## LISTED ENTRIES
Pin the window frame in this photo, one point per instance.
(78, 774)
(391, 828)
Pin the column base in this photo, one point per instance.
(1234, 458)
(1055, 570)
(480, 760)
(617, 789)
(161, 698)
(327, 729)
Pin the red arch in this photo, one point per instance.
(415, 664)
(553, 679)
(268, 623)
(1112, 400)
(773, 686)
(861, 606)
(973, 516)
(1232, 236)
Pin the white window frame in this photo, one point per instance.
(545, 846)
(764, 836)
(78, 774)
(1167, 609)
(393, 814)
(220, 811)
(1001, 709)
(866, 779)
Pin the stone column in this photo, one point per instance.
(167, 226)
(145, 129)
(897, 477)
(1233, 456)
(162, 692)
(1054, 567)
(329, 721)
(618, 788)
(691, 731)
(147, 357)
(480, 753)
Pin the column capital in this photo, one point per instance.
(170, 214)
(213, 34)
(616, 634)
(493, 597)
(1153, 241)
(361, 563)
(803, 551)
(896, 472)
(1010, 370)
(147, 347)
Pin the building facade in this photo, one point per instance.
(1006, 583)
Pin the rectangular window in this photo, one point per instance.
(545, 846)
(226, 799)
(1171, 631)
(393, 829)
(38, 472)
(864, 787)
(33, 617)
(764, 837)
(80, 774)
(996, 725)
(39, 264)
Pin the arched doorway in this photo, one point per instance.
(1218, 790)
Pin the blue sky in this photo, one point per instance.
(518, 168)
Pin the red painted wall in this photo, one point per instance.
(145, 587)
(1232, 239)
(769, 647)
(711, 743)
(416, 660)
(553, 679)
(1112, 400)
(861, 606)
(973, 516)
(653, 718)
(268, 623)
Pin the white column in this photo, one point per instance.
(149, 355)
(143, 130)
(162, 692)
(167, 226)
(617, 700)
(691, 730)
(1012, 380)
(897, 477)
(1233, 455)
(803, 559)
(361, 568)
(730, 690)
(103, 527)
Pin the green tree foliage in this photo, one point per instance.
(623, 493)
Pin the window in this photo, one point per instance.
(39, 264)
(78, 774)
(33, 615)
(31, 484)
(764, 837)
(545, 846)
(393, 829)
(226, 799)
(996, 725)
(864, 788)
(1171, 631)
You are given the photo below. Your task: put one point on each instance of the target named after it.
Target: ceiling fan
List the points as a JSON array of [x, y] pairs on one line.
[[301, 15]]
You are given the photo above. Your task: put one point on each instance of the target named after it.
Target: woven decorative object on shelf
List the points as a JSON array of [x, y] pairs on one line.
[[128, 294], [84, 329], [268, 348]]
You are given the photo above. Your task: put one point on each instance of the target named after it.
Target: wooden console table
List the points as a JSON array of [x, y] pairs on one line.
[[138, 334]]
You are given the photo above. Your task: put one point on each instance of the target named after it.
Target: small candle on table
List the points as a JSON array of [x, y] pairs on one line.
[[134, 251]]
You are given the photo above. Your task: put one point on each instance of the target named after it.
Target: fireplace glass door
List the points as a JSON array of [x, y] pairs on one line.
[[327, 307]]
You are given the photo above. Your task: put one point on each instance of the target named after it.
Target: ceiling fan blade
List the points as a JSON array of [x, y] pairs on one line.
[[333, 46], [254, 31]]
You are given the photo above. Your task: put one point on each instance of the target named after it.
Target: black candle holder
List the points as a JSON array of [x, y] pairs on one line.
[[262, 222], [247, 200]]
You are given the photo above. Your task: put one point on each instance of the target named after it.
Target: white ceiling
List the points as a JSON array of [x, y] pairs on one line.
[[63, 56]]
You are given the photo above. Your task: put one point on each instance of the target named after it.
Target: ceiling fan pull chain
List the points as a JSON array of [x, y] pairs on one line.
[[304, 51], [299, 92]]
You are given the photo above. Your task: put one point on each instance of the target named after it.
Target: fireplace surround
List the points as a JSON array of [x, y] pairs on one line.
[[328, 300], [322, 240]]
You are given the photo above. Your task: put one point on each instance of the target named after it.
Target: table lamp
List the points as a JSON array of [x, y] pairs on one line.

## TASK PROMPT
Copy the records again from the start through the line containing "(1006, 583)", keeping every request, and add 94 to each coordinate in the answers.

## EXERCISE OUTPUT
Pin the window frame in this photo, one point per instance.
(172, 868)
(485, 922)
Pin the column base in this photo, one point per instance.
(1328, 552)
(1149, 664)
(574, 854)
(711, 883)
(255, 792)
(421, 823)
Pin the red arch in this photo, one point per instance.
(509, 758)
(647, 773)
(362, 717)
(1206, 494)
(867, 780)
(955, 700)
(1067, 610)
(1326, 330)
Pin the white window frame in this photo, one point per instance.
(639, 940)
(858, 930)
(172, 868)
(1261, 703)
(487, 908)
(314, 905)
(1095, 803)
(960, 873)
Pin the stone column in this photo, one point per instance.
(261, 320)
(239, 223)
(991, 571)
(1327, 550)
(256, 786)
(1148, 661)
(423, 815)
(712, 882)
(785, 825)
(241, 451)
(574, 847)
Pin the column capital in this photo, one point per instance.
(264, 308)
(307, 128)
(710, 728)
(587, 691)
(1247, 335)
(455, 657)
(897, 645)
(990, 566)
(1104, 464)
(241, 441)
Pin the building facade in this photo, one point per instance.
(1100, 677)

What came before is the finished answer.